**Required work**
Type out the rows word for word, starting at the line that contains "of the woman's" and stopping after the line that contains "Target: woman's smiling face".
····················
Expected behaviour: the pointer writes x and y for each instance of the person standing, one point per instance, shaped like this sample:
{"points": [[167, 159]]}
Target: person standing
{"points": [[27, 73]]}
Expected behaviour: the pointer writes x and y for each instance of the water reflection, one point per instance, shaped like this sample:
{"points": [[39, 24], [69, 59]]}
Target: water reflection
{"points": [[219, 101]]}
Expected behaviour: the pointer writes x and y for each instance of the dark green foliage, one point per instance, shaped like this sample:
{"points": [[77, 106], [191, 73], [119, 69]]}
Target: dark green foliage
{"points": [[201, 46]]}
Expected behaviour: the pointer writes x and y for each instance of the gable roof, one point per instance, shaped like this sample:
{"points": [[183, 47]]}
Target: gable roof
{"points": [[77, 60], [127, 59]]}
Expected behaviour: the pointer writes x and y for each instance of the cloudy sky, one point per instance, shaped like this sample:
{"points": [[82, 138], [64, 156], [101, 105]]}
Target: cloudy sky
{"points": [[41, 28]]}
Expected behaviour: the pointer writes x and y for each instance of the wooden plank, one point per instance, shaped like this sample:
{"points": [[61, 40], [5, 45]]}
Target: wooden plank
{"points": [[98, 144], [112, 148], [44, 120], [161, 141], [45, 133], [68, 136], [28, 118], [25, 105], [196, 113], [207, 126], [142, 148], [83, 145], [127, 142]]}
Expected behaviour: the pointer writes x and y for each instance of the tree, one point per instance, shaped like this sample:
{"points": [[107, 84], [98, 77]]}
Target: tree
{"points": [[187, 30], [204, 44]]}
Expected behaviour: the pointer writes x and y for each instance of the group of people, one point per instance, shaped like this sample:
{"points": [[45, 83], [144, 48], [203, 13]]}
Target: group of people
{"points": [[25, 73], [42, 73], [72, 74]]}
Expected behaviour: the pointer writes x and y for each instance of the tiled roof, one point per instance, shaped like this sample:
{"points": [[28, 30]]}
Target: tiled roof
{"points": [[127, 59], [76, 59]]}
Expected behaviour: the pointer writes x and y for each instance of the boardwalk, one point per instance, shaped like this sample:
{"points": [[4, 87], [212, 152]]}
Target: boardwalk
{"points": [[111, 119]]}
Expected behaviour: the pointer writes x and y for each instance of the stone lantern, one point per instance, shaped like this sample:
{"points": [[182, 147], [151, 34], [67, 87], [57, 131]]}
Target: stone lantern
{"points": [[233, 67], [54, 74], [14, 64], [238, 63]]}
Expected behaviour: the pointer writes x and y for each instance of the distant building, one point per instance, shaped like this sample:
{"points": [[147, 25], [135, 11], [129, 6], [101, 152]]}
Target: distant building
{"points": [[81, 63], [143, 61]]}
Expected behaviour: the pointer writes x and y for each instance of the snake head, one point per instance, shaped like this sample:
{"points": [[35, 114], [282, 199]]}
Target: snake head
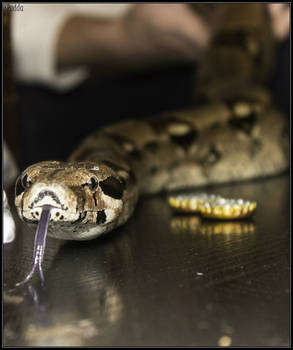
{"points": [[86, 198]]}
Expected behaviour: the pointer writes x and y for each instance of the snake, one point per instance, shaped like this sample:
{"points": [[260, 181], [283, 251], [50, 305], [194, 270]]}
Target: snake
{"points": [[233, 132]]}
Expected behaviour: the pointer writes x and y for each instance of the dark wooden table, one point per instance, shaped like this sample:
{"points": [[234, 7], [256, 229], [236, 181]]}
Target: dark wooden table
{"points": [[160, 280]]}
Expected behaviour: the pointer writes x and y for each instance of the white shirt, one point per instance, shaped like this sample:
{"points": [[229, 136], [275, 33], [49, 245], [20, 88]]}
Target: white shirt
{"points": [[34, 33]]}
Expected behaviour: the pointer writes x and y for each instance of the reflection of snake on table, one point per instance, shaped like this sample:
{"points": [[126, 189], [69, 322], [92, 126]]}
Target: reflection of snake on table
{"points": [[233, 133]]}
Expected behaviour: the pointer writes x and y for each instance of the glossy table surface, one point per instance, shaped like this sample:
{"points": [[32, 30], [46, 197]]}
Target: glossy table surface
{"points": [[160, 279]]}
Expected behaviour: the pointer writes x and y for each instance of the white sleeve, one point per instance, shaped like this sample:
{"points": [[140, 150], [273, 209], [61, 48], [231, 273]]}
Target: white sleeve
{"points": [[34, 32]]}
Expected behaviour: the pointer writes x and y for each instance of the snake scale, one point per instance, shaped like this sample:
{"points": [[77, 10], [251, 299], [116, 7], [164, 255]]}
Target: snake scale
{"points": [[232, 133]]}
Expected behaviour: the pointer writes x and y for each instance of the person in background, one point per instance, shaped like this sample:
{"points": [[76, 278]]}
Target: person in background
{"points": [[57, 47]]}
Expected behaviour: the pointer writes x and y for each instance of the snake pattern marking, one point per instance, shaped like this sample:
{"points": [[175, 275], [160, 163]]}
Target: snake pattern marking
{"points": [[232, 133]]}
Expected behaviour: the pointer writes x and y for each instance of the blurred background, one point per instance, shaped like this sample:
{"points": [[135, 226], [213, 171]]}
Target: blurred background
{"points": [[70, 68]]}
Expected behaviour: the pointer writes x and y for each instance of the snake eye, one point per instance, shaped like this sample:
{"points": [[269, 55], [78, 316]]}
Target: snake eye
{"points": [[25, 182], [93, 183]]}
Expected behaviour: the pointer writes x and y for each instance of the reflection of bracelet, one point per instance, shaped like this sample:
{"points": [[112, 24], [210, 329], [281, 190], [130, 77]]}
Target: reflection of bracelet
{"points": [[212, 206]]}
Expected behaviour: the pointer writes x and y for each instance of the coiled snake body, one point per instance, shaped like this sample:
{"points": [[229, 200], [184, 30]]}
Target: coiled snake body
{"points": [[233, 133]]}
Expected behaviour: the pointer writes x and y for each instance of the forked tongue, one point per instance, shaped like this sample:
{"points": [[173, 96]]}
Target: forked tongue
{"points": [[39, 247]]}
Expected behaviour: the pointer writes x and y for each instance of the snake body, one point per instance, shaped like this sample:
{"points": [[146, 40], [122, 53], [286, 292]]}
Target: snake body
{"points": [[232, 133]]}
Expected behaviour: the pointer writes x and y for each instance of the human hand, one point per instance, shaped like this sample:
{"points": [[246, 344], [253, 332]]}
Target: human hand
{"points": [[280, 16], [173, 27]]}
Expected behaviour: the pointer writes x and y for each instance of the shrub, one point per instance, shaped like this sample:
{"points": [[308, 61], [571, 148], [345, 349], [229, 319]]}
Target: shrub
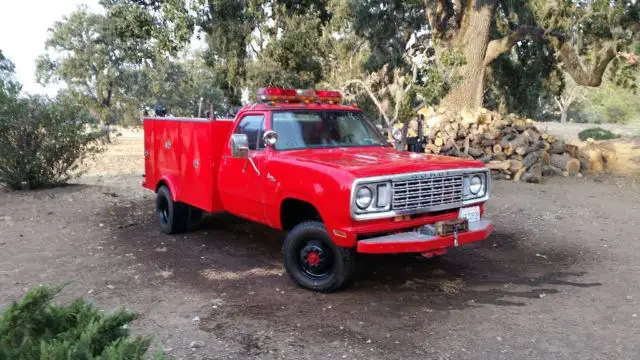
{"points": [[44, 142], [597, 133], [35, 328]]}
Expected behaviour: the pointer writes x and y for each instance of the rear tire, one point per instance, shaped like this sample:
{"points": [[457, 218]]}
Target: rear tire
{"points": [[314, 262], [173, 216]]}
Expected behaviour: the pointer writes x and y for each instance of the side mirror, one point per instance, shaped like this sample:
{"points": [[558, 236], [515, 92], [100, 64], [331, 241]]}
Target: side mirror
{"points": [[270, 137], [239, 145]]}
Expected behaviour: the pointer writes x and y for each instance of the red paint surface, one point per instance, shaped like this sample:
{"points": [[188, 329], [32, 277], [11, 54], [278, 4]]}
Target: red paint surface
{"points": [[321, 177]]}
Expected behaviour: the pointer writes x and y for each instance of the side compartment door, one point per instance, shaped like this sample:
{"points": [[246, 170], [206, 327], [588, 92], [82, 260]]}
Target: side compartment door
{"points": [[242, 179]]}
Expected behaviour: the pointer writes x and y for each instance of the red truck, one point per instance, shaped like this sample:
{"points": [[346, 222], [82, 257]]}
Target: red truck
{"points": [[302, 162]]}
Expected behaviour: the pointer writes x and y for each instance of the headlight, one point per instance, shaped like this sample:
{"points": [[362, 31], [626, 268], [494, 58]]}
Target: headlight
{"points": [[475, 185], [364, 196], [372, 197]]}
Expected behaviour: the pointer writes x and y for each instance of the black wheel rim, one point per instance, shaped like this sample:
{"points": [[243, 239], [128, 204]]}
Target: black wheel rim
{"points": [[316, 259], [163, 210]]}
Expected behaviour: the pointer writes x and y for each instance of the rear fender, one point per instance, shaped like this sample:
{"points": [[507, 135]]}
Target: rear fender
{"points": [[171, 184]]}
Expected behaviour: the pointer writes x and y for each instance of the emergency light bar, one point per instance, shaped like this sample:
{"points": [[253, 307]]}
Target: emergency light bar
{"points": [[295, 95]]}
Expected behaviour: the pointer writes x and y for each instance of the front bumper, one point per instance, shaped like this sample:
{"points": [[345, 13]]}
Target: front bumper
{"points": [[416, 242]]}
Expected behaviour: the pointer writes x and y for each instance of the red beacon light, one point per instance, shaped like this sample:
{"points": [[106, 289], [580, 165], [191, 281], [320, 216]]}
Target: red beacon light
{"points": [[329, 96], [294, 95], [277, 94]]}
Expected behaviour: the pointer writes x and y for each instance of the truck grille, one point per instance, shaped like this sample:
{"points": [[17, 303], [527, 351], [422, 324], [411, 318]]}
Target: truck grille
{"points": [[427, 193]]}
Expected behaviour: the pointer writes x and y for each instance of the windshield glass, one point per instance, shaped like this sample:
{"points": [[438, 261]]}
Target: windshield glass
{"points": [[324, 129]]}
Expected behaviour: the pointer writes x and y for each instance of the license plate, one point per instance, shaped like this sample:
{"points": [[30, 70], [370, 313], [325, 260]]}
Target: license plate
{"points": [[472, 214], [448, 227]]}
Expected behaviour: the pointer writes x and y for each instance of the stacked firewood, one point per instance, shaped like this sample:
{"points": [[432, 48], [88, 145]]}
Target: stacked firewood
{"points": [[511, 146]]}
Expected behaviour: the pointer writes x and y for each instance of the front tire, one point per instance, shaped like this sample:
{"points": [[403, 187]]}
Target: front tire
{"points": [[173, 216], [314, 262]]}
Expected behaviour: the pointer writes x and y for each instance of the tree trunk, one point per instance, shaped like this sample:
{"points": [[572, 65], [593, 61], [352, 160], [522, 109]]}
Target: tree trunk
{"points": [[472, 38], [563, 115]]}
····················
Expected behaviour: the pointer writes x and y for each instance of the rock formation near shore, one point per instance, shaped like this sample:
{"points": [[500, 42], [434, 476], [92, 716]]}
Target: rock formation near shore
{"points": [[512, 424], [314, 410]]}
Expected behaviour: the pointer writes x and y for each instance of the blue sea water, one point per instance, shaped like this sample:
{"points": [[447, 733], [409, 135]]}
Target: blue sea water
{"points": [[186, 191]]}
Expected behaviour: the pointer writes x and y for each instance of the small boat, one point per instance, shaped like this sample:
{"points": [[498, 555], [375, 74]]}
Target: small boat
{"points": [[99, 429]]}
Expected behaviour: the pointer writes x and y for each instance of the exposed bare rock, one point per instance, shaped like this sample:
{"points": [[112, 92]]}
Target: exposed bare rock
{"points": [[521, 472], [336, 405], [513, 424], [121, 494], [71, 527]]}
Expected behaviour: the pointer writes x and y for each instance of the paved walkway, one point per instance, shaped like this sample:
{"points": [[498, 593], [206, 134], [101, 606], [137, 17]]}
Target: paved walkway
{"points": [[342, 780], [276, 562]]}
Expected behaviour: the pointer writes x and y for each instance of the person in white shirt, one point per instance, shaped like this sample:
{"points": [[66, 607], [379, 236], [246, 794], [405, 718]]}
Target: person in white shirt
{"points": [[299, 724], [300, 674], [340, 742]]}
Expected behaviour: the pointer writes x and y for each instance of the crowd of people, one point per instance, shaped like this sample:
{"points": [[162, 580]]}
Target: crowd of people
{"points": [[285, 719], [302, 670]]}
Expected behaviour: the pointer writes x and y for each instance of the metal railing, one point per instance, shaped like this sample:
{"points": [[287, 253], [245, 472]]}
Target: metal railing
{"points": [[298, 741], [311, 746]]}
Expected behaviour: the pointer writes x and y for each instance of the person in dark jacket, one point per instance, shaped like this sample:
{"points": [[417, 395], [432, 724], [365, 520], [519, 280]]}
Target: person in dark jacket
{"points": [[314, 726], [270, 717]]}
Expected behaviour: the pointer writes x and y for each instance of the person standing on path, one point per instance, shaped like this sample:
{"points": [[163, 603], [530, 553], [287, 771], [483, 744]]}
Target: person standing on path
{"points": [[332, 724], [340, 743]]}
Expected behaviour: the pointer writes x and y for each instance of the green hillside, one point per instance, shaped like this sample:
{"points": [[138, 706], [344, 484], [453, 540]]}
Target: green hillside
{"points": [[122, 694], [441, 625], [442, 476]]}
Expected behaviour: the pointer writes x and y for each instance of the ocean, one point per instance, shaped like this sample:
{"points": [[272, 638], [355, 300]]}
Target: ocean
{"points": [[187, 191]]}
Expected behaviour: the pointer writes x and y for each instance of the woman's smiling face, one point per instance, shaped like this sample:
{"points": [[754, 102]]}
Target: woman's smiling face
····················
**Exercise output**
Expected behaviour: the pointer writes x and y for each instance of the woman's smiling face, one point per instance, shaped like this sample:
{"points": [[754, 102]]}
Target: woman's smiling face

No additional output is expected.